*** Input data

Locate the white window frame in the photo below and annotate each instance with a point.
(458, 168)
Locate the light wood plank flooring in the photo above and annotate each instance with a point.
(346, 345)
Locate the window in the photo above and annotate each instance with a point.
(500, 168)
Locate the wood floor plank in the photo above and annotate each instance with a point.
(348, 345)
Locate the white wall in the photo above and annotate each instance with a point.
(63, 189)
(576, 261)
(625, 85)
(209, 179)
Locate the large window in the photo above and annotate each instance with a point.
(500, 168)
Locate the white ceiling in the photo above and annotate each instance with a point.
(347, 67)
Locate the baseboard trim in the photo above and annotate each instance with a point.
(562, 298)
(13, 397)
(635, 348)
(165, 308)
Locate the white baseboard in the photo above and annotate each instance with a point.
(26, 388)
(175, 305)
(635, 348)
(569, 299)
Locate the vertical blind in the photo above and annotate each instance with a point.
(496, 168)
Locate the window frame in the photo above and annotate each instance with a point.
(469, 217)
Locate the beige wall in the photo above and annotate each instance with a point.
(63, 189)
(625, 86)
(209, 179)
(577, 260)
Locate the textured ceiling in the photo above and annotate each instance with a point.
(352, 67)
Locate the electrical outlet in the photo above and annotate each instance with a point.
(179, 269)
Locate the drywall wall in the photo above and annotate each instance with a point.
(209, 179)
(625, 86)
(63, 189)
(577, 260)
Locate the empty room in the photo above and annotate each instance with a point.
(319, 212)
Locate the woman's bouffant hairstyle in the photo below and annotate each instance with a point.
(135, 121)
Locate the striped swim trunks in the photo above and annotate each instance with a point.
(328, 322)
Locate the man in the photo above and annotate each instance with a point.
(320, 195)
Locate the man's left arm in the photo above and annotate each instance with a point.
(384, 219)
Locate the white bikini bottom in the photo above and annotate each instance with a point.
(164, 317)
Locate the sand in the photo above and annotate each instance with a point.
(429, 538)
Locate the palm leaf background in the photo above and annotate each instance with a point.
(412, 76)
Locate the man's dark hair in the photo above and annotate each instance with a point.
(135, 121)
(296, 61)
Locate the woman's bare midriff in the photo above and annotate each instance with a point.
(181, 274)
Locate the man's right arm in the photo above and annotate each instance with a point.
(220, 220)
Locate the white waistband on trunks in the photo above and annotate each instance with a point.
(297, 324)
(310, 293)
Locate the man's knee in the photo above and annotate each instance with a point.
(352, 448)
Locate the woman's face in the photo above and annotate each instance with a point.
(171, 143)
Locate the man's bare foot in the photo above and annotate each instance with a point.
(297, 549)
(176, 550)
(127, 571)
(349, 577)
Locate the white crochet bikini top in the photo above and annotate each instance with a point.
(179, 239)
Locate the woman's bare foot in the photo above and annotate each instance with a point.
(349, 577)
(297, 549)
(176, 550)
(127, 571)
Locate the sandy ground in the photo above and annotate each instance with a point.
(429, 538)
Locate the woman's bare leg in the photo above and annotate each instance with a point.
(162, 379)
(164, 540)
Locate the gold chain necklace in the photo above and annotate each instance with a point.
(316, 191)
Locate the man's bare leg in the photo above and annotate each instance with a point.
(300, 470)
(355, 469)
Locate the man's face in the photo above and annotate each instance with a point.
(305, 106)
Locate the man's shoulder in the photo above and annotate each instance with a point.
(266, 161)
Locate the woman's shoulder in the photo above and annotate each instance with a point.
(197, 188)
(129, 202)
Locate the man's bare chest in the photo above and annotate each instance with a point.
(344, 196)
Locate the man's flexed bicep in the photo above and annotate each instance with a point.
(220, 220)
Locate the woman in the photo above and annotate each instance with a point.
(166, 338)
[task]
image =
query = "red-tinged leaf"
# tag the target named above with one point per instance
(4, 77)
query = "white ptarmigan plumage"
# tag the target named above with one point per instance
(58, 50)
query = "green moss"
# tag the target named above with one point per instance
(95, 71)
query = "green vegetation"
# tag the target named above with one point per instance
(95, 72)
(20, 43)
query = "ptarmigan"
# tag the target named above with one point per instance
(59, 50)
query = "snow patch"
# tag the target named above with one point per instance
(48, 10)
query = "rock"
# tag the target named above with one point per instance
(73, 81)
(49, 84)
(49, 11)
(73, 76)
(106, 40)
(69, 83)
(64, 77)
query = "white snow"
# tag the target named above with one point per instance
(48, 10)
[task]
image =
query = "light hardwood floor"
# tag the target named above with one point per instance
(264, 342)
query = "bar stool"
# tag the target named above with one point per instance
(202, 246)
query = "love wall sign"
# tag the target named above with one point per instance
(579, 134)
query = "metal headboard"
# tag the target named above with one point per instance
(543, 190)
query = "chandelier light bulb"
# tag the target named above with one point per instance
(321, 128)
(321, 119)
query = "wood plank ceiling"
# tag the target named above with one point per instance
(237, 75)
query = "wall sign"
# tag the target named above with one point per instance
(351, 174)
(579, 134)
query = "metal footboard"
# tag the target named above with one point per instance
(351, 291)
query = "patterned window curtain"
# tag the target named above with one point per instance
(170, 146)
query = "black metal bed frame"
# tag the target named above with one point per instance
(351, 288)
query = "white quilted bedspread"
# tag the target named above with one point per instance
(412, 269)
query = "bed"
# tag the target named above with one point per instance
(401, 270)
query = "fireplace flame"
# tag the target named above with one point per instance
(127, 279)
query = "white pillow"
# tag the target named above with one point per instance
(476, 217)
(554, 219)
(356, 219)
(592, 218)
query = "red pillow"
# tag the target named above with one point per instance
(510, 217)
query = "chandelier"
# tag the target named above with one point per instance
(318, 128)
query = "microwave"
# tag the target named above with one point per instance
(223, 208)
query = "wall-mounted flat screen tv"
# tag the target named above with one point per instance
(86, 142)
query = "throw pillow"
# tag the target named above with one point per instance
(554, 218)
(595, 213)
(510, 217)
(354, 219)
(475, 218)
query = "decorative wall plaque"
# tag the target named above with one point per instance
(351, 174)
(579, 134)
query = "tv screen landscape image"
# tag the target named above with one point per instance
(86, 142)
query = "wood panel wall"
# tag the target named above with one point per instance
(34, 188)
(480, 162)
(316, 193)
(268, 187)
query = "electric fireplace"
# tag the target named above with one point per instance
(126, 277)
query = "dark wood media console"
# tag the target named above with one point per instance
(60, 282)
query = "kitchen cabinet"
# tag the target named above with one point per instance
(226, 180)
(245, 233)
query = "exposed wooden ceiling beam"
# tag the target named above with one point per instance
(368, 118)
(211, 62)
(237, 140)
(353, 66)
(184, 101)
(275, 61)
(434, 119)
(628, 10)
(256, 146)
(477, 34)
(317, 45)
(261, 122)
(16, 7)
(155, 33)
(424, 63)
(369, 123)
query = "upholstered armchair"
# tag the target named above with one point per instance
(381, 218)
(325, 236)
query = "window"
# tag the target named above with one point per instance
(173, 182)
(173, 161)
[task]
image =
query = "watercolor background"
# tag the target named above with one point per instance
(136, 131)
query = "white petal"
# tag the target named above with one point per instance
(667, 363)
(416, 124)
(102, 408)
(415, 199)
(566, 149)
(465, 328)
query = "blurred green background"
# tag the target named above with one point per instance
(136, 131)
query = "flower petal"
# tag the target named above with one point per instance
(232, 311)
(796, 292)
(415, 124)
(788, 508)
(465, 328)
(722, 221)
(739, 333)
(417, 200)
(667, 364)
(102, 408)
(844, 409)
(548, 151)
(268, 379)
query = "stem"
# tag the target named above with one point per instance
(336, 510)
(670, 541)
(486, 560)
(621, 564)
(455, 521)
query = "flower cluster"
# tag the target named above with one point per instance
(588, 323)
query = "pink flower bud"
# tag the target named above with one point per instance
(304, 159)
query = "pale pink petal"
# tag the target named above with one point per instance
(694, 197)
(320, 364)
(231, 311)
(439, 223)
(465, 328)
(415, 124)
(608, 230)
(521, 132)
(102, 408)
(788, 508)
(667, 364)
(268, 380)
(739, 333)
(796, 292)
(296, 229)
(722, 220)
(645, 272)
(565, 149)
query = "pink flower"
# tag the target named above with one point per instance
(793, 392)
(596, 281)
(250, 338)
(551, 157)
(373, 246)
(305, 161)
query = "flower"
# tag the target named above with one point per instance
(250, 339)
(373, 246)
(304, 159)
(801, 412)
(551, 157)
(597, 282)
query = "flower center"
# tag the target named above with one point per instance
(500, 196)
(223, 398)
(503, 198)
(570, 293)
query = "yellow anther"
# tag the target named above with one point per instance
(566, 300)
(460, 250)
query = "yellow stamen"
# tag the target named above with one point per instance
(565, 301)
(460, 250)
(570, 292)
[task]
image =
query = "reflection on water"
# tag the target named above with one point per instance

******

● **Task instructions**
Which lines in the data above hold the string "fireplace"? Return each of them.

● **Answer space**
query = "fireplace flame"
query = "electric fireplace"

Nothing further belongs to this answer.